• _Written task a_
Return everything in the listing from the line containing "In this photo, each instance of the mowed" down to the listing's last line, copied verbatim.

#### Article ####

# Swift Sundance 590RS leak in van



## jdc (Jun 18, 2008)

I'd appreciate any comments regarding a water leak from the speaker in the van (driver's side).
My dealer 'repaired' this last year but the clearly the problem is not solved. Is this a known problem? What is the source of the leak and is there a definitive solution?
Thanks


----------



## JohnsCrossMotorHomes (Jul 21, 2007)

It may be due to condensation forming in the pod, remedy is to put insulation in.

Peter


----------



## stewartwebr (May 27, 2005)

jdc said:


> I'd appreciate any comments regarding a water leak from the speaker in the van (driver's side).
> My dealer 'repaired' this last year but the clearly the problem is not solved. Is this a known problem? What is the source of the leak and is there a definitive solution?
> Thanks


You don't mention what year your van is. This sounds very much like the issue that a lot of vans around the 2007 models. It was due to a change in insulation in the pod and a build up of condensation. When the van is moved it results in a deluge of water from the roof speakers.

I would suggest you contact Swift who were resolving this issue for customers by adding more insulation. I think their may have even been a recall by Swift for this issue.

Stewart


----------



## SwiftGroup (Jun 27, 2007)

jdc, 
I am sorry to hear about the problems it does sound like condensation in the pod. If you want to email me your details and a contact number I will ask for someone from our customer services team to contact you to discuss this early next week, alternatively you can contact your dealer if you prefer.

Andy

[email protected]


----------



## stewartwebr (May 27, 2005)

#### Supplied data ####

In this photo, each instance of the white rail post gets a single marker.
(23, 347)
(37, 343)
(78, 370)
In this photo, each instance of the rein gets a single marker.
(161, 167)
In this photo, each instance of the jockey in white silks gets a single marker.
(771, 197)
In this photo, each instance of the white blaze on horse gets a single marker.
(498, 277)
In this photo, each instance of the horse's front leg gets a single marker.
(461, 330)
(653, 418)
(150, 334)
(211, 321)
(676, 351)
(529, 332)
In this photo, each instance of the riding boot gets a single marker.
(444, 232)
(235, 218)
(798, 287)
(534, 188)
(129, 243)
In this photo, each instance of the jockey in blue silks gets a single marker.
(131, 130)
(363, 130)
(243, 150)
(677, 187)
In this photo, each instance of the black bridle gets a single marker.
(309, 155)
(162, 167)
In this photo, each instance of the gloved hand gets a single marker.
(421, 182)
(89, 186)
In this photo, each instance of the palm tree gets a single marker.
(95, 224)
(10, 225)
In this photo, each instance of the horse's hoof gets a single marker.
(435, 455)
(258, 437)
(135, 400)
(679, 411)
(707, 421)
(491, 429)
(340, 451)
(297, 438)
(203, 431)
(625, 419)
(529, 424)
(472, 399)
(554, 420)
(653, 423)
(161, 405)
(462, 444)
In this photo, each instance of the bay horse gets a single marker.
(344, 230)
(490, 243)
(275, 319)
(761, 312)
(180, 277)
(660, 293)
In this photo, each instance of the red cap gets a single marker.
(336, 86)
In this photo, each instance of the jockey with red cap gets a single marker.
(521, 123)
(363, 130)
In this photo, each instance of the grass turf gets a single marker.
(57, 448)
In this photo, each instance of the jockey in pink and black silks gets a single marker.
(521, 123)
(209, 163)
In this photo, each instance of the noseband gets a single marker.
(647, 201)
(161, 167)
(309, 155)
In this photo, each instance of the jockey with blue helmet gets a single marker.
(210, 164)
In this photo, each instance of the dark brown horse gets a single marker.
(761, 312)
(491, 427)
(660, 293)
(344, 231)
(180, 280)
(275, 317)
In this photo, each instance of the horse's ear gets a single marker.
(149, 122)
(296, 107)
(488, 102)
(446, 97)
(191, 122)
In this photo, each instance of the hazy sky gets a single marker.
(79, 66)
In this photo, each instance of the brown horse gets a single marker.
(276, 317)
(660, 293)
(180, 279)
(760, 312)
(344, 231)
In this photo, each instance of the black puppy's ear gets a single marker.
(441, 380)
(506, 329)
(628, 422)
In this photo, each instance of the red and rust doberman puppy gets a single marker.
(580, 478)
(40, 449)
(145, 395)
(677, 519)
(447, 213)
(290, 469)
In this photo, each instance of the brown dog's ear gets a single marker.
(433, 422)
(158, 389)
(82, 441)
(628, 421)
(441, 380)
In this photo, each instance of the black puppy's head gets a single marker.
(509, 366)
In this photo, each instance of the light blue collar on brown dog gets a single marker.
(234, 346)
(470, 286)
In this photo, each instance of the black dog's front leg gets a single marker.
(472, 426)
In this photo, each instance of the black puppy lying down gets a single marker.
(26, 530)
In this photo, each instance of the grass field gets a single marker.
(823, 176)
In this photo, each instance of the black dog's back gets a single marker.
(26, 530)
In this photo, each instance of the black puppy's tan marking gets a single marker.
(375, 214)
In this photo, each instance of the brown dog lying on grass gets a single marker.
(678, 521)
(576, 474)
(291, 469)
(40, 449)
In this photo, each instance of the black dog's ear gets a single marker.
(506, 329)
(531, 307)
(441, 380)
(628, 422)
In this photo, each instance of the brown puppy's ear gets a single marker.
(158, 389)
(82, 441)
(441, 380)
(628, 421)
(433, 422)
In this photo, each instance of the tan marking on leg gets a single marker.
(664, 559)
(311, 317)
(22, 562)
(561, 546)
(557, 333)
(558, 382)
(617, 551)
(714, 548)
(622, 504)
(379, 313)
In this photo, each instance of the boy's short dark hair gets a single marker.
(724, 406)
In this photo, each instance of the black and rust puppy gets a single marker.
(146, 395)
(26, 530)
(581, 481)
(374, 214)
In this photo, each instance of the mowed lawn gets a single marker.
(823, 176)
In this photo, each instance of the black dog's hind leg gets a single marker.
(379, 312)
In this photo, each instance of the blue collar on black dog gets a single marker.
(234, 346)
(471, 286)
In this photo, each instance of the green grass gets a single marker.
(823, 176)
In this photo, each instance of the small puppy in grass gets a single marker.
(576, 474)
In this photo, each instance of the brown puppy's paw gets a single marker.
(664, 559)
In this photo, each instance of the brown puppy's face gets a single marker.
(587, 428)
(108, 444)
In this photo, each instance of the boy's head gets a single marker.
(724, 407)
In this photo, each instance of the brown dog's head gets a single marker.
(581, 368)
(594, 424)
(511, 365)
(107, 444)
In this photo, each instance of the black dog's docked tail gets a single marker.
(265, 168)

####

• _Written task b_
Answer these about the forum thread on the van leak:
(i) On which side of the van is the leaking speaker?
(ii) What remedy does Peter suggest?
(iii) According to Andy, which team would someone contact jdc from?

• _Full solution a_
In this photo, each instance of the mowed lawn gets a single marker.
(823, 176)
In this photo, each instance of the black dog's hind leg gets a single marker.
(379, 312)
In this photo, each instance of the blue collar on black dog gets a single marker.
(234, 346)
(471, 286)
In this photo, each instance of the green grass gets a single marker.
(823, 176)
In this photo, each instance of the small puppy in grass gets a single marker.
(576, 474)
In this photo, each instance of the brown puppy's paw gets a single marker.
(664, 559)
In this photo, each instance of the brown puppy's face gets a single marker.
(587, 428)
(108, 444)
In this photo, each instance of the boy's head gets a single marker.
(724, 407)
In this photo, each instance of the brown dog's head gets a single marker.
(581, 368)
(594, 424)
(511, 365)
(107, 444)
In this photo, each instance of the black dog's docked tail gets a single marker.
(265, 168)

• _Full solution b_
(i) The driver's side.
(ii) Putting insulation in the pod.
(iii) The customer services team.